— start DATA FOR PROCESSING —

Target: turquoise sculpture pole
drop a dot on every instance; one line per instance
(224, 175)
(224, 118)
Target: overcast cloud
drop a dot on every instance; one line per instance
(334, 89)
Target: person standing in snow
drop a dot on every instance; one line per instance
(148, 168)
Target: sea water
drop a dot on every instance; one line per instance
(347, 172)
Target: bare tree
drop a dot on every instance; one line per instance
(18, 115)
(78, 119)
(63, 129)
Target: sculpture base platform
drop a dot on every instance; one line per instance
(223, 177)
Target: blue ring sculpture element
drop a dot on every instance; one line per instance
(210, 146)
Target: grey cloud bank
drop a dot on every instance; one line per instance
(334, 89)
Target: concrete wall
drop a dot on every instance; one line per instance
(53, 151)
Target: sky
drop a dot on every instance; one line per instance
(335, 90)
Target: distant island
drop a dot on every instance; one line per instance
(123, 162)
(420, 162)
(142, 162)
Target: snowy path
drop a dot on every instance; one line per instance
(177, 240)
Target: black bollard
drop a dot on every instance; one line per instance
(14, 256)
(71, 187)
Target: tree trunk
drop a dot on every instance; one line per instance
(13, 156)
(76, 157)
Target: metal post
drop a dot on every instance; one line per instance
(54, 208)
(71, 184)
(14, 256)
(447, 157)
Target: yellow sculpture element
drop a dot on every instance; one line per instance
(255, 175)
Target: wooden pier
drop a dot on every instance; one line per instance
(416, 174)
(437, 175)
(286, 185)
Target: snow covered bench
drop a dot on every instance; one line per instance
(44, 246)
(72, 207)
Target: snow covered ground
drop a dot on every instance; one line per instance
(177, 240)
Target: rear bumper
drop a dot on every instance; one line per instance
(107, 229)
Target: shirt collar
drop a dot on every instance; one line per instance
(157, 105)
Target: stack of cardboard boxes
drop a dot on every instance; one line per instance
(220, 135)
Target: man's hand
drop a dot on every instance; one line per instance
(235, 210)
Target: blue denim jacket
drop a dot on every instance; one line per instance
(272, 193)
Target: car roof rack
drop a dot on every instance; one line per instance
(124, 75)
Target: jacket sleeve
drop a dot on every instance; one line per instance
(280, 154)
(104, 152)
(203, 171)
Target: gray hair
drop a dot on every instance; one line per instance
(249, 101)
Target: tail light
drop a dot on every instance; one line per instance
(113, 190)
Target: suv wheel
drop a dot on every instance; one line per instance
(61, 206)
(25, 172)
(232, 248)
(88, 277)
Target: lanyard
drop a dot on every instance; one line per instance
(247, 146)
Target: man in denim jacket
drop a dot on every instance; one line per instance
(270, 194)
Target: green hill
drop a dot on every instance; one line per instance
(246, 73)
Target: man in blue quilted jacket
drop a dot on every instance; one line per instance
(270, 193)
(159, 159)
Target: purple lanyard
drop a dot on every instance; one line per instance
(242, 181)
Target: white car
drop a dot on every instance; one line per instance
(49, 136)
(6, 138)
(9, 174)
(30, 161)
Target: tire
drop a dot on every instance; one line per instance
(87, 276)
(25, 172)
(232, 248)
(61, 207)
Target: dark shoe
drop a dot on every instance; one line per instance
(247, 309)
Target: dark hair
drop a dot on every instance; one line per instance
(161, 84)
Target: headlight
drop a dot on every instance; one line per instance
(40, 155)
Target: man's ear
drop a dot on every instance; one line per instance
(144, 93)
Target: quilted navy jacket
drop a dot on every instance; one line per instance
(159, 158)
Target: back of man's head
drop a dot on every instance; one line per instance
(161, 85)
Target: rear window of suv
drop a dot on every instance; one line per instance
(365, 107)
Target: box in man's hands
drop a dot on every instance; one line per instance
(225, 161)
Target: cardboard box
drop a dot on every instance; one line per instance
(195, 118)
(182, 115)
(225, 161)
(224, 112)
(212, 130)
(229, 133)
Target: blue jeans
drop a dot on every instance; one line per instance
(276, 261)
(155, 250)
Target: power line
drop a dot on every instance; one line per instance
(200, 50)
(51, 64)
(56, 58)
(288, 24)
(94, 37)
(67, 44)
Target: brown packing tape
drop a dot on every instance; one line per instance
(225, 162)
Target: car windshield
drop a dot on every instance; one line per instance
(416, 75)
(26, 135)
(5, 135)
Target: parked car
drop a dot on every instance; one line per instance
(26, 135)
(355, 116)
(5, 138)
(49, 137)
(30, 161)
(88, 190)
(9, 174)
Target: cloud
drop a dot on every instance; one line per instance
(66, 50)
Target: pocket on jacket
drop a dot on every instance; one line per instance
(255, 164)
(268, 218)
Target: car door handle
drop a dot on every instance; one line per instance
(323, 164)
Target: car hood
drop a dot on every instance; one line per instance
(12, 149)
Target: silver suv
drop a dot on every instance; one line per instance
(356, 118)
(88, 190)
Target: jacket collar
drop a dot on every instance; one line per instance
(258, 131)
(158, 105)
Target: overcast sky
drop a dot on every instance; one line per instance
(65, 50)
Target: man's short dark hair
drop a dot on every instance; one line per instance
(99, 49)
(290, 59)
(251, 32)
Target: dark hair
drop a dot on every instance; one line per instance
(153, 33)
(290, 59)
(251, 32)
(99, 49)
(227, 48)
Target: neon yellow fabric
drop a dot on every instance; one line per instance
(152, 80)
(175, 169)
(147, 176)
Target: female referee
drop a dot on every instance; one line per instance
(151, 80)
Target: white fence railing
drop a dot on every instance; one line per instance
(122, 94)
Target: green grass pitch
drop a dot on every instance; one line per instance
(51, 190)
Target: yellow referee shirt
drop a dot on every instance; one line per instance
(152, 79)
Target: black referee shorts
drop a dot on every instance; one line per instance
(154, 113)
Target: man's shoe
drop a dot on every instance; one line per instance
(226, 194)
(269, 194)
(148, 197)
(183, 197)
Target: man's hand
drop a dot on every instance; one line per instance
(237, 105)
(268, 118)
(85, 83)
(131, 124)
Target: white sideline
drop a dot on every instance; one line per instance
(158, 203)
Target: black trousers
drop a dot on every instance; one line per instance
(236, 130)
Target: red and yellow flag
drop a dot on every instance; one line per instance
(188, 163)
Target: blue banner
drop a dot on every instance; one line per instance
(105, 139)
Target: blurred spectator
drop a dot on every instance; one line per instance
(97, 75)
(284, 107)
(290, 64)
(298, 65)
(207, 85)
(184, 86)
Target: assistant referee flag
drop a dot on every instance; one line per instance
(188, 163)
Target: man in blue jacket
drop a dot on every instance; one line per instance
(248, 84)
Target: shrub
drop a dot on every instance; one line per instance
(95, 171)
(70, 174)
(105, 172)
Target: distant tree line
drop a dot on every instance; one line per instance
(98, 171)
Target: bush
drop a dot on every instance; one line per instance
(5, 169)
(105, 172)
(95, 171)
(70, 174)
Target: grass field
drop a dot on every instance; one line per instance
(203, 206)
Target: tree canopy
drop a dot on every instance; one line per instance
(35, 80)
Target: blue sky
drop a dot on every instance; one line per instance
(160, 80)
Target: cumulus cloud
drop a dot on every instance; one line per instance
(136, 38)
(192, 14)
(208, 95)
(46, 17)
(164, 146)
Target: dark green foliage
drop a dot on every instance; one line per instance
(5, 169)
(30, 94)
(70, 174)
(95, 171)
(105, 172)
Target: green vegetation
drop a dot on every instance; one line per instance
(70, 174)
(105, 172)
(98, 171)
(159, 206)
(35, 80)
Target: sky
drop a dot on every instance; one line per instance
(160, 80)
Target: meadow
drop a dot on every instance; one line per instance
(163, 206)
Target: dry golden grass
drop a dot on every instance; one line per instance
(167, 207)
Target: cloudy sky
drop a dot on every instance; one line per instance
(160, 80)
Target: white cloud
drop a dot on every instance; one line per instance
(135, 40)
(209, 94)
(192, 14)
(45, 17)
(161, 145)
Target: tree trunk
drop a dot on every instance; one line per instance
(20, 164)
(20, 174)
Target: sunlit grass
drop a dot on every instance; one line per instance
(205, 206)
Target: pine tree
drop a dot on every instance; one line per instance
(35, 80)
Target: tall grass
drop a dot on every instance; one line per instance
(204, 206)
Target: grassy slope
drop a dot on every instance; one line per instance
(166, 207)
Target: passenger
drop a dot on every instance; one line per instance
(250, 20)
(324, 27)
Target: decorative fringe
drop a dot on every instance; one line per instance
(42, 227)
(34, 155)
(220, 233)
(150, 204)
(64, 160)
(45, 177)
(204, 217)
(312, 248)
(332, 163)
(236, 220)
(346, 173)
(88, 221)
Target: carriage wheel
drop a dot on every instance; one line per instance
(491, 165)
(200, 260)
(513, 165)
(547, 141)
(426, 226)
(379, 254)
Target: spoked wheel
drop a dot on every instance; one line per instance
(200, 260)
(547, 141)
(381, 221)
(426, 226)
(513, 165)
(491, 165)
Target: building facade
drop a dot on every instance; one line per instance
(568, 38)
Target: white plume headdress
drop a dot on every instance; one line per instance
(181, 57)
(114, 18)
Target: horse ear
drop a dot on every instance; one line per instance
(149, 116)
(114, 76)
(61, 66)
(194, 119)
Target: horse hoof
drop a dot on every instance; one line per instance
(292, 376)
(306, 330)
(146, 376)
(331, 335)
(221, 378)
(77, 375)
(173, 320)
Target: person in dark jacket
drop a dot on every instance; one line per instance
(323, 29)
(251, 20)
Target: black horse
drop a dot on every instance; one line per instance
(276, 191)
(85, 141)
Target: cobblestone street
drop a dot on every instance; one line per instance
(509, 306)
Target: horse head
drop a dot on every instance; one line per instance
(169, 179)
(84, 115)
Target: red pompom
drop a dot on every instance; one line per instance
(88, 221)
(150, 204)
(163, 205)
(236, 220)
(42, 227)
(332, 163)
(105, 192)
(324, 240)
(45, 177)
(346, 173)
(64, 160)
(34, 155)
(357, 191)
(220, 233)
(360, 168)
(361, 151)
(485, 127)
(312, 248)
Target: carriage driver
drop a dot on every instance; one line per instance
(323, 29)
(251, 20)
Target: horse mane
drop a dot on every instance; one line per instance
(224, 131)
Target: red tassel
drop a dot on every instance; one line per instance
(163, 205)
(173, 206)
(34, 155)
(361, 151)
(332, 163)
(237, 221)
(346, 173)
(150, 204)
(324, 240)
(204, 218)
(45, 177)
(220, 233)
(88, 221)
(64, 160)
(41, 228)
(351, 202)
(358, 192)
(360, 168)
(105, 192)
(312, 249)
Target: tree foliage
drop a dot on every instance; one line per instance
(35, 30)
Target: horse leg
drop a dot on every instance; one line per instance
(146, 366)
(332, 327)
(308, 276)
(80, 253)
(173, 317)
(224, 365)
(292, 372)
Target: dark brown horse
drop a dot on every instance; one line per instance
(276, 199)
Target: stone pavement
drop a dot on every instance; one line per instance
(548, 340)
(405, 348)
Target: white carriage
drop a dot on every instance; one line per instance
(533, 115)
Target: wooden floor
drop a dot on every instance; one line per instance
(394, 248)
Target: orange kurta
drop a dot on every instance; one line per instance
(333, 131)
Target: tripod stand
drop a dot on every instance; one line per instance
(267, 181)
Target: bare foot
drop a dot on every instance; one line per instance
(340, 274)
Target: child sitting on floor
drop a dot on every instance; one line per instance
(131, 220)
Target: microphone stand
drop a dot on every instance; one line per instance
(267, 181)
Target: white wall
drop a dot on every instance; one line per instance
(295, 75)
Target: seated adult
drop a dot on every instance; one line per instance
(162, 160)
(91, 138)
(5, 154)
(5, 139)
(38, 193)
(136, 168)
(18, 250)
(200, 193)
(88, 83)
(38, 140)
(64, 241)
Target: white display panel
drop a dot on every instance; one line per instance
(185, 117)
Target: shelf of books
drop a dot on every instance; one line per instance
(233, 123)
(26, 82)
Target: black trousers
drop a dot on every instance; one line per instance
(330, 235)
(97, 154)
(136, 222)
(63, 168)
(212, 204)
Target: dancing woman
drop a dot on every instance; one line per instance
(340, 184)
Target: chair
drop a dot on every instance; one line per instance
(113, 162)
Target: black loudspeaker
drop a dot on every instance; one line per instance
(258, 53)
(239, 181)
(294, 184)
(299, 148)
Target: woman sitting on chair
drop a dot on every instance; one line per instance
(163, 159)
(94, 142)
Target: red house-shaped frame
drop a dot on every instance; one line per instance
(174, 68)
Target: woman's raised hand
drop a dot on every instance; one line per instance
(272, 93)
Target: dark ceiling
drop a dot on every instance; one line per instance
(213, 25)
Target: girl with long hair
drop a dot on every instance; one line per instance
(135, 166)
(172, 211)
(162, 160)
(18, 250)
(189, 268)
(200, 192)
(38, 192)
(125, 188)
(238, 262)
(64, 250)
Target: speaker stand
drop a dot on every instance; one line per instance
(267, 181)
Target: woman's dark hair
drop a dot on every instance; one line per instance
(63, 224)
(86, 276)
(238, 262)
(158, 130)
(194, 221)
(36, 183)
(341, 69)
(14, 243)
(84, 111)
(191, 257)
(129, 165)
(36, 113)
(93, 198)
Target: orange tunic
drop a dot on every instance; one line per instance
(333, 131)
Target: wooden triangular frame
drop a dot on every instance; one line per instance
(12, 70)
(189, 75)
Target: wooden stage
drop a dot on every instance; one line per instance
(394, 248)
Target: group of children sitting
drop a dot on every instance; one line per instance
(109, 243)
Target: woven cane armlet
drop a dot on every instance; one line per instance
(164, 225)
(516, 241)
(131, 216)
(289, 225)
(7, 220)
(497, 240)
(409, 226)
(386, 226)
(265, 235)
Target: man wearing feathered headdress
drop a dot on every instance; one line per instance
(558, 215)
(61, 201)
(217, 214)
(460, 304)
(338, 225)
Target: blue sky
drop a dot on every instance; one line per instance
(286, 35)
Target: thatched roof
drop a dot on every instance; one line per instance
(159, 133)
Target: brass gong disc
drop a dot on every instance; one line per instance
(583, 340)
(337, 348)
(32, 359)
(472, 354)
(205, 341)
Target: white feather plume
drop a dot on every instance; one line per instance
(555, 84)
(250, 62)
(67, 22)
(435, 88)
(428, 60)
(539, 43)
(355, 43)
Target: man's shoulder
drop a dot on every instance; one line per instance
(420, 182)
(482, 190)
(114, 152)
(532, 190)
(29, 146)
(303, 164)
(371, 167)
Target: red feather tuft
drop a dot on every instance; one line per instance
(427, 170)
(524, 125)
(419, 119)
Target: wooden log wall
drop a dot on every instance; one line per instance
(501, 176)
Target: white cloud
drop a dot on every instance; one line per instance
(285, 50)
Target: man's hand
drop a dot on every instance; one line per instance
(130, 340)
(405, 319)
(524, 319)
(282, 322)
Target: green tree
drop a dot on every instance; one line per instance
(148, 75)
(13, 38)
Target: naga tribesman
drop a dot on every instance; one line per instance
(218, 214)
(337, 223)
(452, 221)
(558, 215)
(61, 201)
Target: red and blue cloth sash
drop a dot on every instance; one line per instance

— end DATA FOR PROCESSING —

Each line from the one with "Target: man's shoulder" through the last line of the records must be written out word for word. Include nothing else.

§ SOLUTION FOR THIS TASK
Target: man's shoulder
drop a dot on every instance; one line per instance
(420, 182)
(482, 190)
(114, 152)
(532, 190)
(29, 146)
(303, 164)
(371, 167)
Target: red feather tuft
drop a dot on every instance; one line per instance
(427, 170)
(524, 125)
(419, 119)
Target: wooden log wall
drop a dot on every instance; one line per instance
(501, 176)
Target: white cloud
drop a dot on every instance; one line per instance
(285, 50)
Target: man's hand
drop a dot on every instance; one line per instance
(130, 340)
(405, 319)
(524, 319)
(282, 322)
Target: green tree
drop a dot on every instance; one line per instance
(148, 75)
(13, 38)
Target: naga tribesman
drop a dot on every instance; one line per instance
(218, 214)
(337, 223)
(452, 221)
(558, 215)
(61, 201)
Target: red and blue cloth sash
drop a dot on every instance; one line per instance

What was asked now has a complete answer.